Given request = Beginning with the line that holds "of the tent", set down each line of the data below through the very last, exactly as given, and nothing beyond that.
━━━━
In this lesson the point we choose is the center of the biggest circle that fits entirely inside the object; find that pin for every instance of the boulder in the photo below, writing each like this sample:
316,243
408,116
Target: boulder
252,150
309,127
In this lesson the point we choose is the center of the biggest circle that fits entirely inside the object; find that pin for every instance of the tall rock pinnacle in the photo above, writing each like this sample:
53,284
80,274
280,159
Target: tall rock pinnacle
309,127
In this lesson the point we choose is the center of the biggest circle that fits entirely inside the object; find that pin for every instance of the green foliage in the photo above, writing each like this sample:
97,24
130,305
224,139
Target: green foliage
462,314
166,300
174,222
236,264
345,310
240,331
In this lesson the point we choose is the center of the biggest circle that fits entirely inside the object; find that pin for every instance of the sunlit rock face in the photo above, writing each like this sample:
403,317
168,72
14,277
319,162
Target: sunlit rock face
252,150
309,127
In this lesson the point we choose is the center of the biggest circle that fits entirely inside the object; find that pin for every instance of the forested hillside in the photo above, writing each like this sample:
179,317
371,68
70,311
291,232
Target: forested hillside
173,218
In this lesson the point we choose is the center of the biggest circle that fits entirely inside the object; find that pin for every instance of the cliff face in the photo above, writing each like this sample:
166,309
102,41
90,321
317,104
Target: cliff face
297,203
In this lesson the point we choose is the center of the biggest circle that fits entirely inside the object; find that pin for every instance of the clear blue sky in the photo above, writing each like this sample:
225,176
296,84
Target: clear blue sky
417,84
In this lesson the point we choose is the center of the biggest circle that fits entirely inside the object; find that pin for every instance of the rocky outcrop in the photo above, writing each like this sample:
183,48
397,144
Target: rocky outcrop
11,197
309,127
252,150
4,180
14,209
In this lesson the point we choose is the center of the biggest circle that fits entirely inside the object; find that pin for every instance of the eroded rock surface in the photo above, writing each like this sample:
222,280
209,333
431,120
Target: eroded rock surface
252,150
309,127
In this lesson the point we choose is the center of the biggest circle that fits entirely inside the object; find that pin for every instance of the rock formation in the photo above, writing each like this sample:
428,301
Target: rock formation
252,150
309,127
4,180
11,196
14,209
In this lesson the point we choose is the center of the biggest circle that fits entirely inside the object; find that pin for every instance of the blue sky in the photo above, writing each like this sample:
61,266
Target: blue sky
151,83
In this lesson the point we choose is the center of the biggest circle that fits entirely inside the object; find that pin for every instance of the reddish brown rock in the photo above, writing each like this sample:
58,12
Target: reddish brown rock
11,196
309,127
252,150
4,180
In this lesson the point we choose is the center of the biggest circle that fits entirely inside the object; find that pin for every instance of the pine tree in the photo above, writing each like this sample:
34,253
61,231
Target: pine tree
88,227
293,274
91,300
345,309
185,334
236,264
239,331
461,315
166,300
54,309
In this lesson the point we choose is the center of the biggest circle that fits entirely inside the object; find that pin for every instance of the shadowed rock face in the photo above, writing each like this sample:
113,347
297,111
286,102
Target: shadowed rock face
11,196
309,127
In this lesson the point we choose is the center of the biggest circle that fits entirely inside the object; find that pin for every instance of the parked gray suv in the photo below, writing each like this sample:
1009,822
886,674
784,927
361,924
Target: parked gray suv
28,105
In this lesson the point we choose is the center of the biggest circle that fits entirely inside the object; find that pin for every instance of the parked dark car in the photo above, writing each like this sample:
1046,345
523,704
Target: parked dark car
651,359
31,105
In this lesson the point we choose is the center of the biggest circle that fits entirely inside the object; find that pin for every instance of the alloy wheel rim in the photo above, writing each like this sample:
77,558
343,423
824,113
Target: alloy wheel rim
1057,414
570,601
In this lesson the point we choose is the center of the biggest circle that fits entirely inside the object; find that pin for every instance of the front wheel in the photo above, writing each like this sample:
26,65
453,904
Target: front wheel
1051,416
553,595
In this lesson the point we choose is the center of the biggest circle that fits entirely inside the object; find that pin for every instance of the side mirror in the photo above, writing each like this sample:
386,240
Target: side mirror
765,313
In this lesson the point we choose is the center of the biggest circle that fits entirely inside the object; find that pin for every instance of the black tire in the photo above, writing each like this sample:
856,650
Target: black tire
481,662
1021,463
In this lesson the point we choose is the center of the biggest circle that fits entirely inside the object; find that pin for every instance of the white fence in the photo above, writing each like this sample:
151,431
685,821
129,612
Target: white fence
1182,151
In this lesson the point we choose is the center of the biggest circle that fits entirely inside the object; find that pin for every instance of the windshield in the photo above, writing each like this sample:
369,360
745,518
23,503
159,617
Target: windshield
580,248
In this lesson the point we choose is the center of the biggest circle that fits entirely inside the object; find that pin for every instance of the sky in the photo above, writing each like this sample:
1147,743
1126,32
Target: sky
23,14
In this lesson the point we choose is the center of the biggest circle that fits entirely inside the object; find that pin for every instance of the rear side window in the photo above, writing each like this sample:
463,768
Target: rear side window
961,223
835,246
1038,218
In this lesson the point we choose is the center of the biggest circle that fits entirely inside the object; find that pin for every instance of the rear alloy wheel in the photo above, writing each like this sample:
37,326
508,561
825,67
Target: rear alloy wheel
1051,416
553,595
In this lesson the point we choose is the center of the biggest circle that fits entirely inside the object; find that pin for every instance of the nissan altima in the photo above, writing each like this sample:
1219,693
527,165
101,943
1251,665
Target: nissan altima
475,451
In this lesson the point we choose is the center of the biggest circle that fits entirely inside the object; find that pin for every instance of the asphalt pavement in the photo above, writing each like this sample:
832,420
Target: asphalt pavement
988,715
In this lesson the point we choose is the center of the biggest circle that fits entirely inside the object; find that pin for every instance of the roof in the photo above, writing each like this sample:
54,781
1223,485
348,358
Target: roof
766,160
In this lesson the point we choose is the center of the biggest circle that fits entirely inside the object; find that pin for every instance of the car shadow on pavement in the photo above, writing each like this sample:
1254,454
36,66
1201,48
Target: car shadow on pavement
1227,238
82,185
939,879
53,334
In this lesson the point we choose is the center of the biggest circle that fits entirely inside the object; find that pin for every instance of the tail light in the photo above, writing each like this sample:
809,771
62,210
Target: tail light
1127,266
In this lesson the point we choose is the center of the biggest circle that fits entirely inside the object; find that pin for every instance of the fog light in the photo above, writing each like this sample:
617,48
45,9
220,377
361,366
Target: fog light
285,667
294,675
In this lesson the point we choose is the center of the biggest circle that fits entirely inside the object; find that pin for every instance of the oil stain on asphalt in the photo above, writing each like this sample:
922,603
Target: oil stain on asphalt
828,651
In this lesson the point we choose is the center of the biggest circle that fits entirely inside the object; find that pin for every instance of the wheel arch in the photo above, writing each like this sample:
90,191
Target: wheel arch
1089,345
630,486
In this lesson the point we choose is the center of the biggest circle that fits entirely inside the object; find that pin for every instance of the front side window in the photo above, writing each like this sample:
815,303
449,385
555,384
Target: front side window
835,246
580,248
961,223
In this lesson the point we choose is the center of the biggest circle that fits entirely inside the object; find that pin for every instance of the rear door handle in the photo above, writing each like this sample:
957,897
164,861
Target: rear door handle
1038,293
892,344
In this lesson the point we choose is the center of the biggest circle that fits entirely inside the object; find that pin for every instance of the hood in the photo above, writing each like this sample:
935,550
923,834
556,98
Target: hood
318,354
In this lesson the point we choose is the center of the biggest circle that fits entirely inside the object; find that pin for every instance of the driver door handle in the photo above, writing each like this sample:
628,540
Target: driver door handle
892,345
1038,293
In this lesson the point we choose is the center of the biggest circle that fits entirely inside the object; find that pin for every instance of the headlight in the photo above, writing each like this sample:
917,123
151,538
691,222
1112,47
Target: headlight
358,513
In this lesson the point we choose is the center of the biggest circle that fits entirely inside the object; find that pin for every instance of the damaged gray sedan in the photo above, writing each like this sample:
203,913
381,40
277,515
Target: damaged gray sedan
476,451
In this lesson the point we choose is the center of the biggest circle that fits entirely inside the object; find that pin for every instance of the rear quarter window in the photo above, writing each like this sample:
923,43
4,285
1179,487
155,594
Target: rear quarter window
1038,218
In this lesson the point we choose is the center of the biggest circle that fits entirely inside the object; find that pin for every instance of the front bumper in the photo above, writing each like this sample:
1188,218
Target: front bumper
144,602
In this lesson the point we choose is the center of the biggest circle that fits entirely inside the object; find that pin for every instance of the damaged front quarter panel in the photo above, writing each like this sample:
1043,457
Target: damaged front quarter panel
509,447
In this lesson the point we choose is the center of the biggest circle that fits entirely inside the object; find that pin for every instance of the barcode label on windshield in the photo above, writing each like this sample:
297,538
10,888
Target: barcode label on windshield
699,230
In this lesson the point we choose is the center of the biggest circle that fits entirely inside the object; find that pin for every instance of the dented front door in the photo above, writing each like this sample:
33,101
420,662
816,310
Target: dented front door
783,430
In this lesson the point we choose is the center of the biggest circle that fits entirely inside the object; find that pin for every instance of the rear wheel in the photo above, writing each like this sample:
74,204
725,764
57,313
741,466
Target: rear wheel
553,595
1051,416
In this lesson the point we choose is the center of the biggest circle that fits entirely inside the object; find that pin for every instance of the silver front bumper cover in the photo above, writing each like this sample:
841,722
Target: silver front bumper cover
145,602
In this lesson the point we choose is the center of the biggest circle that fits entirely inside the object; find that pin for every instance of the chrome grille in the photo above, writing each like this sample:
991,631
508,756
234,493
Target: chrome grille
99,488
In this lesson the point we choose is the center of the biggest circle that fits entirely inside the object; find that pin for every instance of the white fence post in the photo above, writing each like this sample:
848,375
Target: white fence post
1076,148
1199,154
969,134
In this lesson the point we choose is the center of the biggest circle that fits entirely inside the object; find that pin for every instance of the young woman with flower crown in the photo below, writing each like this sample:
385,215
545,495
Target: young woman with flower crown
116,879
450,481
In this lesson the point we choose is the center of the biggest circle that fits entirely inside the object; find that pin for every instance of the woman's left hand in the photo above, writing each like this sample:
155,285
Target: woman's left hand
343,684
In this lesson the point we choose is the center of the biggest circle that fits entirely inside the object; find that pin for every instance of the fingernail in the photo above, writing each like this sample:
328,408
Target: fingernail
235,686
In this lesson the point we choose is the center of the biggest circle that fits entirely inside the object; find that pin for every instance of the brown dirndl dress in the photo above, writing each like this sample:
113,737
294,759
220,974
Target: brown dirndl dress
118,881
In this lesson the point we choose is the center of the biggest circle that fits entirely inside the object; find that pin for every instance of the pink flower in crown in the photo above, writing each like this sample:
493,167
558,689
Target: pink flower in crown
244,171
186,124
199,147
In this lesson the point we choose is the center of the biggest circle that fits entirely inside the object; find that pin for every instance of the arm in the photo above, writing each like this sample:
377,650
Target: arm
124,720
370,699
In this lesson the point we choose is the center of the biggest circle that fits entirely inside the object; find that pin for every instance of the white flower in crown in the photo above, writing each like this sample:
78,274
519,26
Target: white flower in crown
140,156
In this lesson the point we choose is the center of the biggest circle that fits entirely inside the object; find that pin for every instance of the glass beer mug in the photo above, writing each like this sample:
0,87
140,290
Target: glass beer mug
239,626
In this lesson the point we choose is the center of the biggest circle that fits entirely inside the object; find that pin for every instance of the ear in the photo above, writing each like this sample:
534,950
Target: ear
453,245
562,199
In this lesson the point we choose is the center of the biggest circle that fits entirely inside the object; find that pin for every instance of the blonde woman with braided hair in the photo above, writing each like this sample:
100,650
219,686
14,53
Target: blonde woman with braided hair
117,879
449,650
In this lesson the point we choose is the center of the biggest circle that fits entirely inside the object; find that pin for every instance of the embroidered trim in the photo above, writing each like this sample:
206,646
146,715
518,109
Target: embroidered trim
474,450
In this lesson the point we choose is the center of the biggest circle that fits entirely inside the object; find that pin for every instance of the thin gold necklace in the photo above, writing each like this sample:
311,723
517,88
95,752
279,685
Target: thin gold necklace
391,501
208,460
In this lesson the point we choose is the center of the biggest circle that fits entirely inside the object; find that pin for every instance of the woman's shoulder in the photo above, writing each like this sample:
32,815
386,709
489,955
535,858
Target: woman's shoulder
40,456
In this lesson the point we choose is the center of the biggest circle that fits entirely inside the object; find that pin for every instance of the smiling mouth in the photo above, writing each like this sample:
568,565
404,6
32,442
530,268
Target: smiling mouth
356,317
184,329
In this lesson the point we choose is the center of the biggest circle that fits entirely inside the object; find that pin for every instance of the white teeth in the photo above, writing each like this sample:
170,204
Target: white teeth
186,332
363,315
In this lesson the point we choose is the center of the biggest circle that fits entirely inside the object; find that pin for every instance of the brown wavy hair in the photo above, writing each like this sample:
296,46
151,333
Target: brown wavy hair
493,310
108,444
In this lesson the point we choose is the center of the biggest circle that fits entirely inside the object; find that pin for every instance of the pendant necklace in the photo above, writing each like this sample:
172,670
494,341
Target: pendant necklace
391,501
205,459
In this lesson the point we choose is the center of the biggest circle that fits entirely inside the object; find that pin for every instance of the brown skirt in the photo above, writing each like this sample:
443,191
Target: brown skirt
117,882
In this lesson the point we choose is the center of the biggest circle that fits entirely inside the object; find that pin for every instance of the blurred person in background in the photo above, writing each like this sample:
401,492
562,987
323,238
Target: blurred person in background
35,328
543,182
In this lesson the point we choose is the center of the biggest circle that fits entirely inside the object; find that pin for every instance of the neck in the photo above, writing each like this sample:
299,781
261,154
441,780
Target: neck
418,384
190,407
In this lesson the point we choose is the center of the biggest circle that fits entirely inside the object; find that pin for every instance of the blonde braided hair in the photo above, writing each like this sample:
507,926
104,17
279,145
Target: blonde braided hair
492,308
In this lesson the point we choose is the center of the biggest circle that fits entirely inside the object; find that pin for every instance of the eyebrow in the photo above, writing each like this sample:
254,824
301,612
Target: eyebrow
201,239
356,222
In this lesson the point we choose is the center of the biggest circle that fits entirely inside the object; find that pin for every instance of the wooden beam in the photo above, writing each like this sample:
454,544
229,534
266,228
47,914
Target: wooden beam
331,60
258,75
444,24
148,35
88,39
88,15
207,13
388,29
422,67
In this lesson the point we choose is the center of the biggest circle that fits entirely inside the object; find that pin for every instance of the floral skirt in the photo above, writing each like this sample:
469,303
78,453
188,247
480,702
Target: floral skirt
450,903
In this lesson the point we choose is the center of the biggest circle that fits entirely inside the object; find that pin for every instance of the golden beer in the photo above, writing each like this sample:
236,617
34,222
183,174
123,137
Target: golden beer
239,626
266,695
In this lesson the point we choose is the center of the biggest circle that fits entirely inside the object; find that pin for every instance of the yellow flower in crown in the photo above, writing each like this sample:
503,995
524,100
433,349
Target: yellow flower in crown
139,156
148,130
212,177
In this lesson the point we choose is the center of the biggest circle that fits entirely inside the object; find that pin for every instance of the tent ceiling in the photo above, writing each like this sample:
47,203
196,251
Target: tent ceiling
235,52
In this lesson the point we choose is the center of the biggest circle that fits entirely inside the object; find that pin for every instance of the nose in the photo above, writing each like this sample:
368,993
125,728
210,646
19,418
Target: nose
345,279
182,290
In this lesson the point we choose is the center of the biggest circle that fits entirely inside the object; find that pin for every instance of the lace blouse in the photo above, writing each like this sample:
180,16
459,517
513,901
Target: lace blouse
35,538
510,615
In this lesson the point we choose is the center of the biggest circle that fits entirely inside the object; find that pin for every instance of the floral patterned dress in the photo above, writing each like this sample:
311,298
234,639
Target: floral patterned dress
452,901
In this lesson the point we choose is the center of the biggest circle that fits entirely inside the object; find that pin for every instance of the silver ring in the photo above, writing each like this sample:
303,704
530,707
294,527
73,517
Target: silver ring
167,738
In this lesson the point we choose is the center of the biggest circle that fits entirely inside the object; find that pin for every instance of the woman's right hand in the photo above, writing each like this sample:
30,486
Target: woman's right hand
━━━━
The result =
In this lesson the point we choose is the center of the biggest circle that fits entirely inside the object; find that pin for every instance of the tent ceiling in the photo above, writing each like this sample:
47,203
196,251
Target: tent ceiling
235,52
In this lesson the point we choose is the center of the biggest circle that fits entirely inside the object; find that pin for every instance of the nose in the photo above, writing each like this sample:
368,993
125,728
210,646
19,418
Target: nose
345,279
182,290
In this lesson the point we choose is the center of the biggest circle that fits entirely inside the object; find that pin for every instance of the lace blouse in the photo above, writing each like this sample:
180,16
459,517
513,901
Target: lace blouse
35,538
510,615
In this lesson the point we choose is the center of the biggest circle that fits entirely inside the object; find that pin for every instance of the floral patterned dress in the photo above, writing each like this sample:
311,298
234,639
Target: floral patterned dress
452,901
In this lesson the point we choose is the center of the biggest circle that fits entirely inside the object; find that pin for every instance of the silver ring in the photo above, writing each like this sample:
303,704
530,707
294,527
73,517
Target: silver ring
167,738
In this lesson the point we choose is the center of the biggest circle that fits entirely inside the object; find that pin for every instance of the woman's right hand in the photo above, writing each like this sample:
30,486
Target: woman's right hand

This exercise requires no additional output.